(Task requirements)
Nothing but the lines from the one containing "the green grass" to the end of the material should be returned, each exactly as written.
START Excerpted data
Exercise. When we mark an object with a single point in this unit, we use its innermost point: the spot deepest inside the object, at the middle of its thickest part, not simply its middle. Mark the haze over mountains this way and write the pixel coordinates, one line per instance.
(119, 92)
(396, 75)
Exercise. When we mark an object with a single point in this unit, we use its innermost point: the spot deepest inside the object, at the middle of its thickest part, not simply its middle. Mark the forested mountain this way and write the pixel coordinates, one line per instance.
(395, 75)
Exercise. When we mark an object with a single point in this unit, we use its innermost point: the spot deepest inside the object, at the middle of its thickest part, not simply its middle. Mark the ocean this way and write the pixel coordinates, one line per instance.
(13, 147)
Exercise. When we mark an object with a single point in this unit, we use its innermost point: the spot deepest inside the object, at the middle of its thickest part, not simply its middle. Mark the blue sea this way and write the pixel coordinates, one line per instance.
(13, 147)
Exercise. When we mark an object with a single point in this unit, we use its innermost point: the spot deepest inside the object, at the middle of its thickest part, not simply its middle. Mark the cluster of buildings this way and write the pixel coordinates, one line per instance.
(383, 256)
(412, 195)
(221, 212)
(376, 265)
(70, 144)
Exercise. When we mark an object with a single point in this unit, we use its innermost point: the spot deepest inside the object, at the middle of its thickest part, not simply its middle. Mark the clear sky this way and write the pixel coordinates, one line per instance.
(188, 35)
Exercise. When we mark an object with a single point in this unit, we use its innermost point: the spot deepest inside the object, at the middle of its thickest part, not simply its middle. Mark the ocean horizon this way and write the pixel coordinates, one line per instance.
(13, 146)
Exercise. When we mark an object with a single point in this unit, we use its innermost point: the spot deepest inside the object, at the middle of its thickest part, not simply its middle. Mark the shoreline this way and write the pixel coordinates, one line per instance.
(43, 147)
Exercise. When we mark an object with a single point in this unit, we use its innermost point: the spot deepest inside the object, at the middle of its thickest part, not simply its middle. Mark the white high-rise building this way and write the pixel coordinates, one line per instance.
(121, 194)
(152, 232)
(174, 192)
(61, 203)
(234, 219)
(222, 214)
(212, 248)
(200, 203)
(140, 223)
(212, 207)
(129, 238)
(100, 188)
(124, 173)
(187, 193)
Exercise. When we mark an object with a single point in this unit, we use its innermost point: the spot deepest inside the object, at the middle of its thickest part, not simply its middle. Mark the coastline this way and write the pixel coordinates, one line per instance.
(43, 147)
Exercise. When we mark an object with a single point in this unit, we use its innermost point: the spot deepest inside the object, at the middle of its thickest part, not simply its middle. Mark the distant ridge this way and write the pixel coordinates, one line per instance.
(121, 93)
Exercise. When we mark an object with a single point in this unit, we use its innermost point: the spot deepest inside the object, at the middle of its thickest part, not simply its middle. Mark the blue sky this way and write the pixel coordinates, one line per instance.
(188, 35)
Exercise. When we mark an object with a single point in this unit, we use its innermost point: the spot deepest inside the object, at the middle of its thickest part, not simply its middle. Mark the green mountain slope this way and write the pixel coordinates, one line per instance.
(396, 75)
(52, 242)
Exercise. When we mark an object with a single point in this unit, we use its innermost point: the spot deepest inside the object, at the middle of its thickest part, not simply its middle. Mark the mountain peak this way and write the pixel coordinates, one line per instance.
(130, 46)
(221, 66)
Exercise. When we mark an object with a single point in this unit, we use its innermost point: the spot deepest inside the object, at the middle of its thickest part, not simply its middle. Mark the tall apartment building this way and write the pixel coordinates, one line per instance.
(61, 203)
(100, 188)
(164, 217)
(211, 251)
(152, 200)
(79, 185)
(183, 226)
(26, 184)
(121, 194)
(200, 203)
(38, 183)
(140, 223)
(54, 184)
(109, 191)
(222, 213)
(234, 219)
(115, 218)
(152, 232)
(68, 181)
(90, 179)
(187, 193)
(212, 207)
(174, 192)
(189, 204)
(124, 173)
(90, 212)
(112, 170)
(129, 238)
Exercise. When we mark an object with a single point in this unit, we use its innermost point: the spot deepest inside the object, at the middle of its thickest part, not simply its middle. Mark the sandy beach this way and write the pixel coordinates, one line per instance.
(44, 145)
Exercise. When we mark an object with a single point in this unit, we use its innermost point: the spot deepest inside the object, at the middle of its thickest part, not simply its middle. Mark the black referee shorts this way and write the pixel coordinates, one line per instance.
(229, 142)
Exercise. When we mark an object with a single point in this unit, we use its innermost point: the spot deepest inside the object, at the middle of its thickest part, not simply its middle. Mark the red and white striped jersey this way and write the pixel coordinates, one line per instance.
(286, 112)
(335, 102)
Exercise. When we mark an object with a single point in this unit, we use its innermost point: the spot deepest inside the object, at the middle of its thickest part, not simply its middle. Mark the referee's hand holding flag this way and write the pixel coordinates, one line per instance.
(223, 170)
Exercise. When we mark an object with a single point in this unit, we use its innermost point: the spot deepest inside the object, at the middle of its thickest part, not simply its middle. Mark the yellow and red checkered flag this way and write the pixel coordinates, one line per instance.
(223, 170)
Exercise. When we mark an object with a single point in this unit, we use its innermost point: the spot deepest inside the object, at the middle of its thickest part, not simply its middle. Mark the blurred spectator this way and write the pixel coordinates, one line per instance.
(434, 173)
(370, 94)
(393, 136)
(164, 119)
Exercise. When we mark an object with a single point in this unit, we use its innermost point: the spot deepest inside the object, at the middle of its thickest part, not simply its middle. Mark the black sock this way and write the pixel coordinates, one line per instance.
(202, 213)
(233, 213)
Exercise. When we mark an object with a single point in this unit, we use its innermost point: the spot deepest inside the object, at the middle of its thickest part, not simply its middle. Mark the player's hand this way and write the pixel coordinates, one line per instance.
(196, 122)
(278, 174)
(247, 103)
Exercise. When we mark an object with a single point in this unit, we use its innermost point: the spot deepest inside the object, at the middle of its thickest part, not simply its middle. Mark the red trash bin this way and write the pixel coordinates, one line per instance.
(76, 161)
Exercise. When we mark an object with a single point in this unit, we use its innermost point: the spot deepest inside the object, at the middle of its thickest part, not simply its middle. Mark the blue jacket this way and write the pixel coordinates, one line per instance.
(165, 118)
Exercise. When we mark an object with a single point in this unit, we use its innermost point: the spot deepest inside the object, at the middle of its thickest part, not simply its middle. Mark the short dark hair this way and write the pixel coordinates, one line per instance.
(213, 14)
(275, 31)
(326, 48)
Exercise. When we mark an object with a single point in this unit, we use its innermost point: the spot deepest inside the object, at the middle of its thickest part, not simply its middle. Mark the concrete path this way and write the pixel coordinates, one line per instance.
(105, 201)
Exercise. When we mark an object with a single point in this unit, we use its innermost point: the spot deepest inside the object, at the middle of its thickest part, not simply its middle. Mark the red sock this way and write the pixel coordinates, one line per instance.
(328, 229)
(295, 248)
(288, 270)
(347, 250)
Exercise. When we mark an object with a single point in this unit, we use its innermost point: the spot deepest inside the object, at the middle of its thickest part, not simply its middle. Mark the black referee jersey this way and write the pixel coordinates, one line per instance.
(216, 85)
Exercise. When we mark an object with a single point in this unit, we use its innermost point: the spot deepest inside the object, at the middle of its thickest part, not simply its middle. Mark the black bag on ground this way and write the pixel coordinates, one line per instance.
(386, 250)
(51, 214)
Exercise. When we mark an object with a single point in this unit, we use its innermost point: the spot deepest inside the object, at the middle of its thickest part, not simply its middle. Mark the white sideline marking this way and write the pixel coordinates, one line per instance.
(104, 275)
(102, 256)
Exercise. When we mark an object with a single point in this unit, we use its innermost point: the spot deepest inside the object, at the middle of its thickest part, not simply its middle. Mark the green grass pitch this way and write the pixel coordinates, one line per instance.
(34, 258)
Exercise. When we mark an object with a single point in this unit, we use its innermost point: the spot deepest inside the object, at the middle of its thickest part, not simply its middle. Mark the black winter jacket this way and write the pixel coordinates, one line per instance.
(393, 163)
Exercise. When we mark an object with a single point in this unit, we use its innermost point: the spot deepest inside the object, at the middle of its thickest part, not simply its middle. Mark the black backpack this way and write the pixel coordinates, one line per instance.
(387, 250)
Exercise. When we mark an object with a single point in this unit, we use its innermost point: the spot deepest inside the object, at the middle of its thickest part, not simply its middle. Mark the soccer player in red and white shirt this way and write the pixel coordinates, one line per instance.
END Excerpted data
(Answer to the exercise)
Exercise. When we mark an object with a single point in this unit, we use its innermost point: the spot deepest inside the object, at the middle of its thickest part, not simply its middle. Mark the green grass pitch this way and write the pixel coordinates, one line per instance.
(34, 258)
Exercise. When we mark an object with a single point in this unit, we use its innermost point: the spot deepest inside the object, at the middle of its thickest part, not simply its middle. Mark the black winter jacket this way and write the pixel coordinates, one line per instance.
(393, 163)
Exercise. When we mark an object with a single point in this unit, we use its innermost point: the spot deepest inside the object, at the middle of its thickest part, not simply its middle. Mark the black backpack this way and write the pixel coordinates, one line per instance.
(387, 250)
Exercise. When we mark an object with a single point in this unit, we use its innermost point: the spot deepest inside the object, at the middle of its thickest part, not simply its middle. Mark the soccer player in red and white shirt this way and write the pixel coordinates, one line per instance.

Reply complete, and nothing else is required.